# [WORK TASK]
Return all the entries word for word.

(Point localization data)
■ ■ ■ ■ ■

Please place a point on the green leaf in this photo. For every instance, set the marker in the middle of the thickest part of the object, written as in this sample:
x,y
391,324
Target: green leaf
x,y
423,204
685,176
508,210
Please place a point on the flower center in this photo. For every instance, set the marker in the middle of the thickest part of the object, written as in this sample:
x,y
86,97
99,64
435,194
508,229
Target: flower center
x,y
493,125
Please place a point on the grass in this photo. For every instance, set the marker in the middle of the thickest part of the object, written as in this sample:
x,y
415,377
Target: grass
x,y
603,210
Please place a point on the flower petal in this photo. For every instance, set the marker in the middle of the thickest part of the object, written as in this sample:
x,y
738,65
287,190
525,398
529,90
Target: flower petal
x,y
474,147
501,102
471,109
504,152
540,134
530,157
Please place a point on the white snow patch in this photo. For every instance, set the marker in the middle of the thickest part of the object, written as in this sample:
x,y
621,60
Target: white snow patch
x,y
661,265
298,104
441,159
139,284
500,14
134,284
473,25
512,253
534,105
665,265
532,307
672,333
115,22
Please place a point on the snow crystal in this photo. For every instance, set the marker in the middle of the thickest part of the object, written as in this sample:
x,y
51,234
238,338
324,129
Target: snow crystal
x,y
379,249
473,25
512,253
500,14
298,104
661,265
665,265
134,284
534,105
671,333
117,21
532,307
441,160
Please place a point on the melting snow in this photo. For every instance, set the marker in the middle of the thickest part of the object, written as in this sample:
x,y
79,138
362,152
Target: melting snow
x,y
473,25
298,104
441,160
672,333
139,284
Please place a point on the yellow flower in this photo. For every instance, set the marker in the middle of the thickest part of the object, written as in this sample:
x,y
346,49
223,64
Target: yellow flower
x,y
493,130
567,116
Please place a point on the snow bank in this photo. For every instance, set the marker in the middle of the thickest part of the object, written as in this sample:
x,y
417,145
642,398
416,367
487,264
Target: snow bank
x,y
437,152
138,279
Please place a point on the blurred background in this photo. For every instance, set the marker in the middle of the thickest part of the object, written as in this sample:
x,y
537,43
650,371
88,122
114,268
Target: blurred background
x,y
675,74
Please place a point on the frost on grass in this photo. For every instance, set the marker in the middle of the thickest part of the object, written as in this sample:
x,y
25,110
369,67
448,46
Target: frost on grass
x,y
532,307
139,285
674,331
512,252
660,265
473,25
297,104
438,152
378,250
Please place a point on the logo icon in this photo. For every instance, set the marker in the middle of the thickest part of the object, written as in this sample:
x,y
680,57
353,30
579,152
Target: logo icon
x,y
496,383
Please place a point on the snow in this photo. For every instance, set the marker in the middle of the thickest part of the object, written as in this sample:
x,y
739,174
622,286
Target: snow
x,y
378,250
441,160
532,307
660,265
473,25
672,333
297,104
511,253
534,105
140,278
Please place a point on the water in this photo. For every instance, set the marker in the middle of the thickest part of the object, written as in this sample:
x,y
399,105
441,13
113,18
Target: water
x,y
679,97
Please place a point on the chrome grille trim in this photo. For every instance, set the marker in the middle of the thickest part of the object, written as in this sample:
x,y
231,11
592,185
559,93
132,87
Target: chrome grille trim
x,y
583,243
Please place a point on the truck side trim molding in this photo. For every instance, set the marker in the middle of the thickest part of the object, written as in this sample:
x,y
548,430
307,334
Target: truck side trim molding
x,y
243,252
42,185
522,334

■ ■ ■ ■ ■

# [RESULT OF THIS TASK]
Please place a point on the green leaf in this photo. For every instance, set the marker in the middle of the thickest part of the object, written as in this sample:
x,y
391,324
Target: green leaf
x,y
423,204
685,176
508,210
Please place a point on the flower center in this photo. For every instance, set the marker in the middle of the thickest part of the object, written as in this sample:
x,y
86,97
99,64
435,194
508,229
Target: flower center
x,y
493,125
Please place a point on the grass in this photo. For every instance, set the marker in the middle of the thickest part of the object, written as in this sample:
x,y
415,377
Target: grass
x,y
603,210
Please place a point on the flower petal in this photo. For every instance, set the marker in the middle of the thickest part of the object, written as in this sample:
x,y
738,65
287,190
525,398
529,90
Target: flower petal
x,y
474,147
501,102
471,109
504,152
540,134
530,157
Please place a point on the white snow patch in this photo. For every instance, set the marker in the middle of the thickest part of the object, written as in this sample:
x,y
621,60
Target: white snow patch
x,y
661,265
298,104
441,159
139,284
500,14
134,284
473,25
512,253
534,105
665,265
532,307
672,333
115,22
Please place a point on the snow crystal in this photo. For every instance, set the marker in the middle of the thickest part of the object, written as in this sample:
x,y
51,234
238,338
324,129
Target: snow crystal
x,y
379,249
473,25
512,253
500,14
298,104
661,265
665,265
134,284
534,105
671,333
117,21
532,307
441,160
Please place a point on the melting snow in this photo. For every instance, set the marker in the middle of the thickest part of the object, written as in this sample:
x,y
79,138
362,152
Target: melting snow
x,y
473,25
298,104
441,160
672,333
139,284
Please place a point on the yellow flower in this photo. For every instance, set the marker in the middle of the thickest part of the object, written as in this sample:
x,y
346,49
223,64
Target: yellow flower
x,y
493,130
567,116
Please place a point on the snow bank in this photo. For every instance, set the marker in the middle of the thickest part of the object, written as in this sample:
x,y
417,145
642,398
416,367
487,264
Target: snow bank
x,y
437,152
138,279
Please place a point on the blurred background in this photo. For every instance, set the marker in the middle of the thickest part of the object, written as in this sample:
x,y
537,43
650,371
88,122
114,268
Target: blurred background
x,y
675,74
Please place a point on the frost on grass in this photo. For every instance, set the marker in the middle of the thickest part of the object, written as in this sample:
x,y
25,110
369,67
448,46
Target: frost on grass
x,y
532,307
139,285
674,331
512,252
660,265
473,25
297,104
438,152
378,250
Please place a point on the logo icon in this photo. For every instance, set the marker in the middle of the thickest part of the object, written as in this sample:
x,y
680,57
353,30
579,152
Target: logo icon
x,y
496,383
Please place a point on the snow in this photo. For every instance, set the marker in the middle of the thickest part of the object, written as in this sample:
x,y
739,174
622,286
Target: snow
x,y
378,250
441,160
532,307
660,265
473,25
672,333
297,104
511,253
534,105
140,278
Please place a point on the water in this photo. For every instance, set the marker in the middle of the thickest part of the object, written as in this sample:
x,y
399,105
441,13
113,18
Target: water
x,y
679,97
Please place a point on the chrome grille trim in this photo. For every instance, set the marker in the middle of the thickest part of the object, written as in this sample:
x,y
231,11
592,185
559,93
132,87
Target: chrome grille trim
x,y
583,243
Please place a point on the truck side trim molding in this photo. For every instance, set the marker in the middle of the thickest part of the object, written as in this sample:
x,y
548,430
307,334
Target: truck side trim molding
x,y
243,252
42,185
522,334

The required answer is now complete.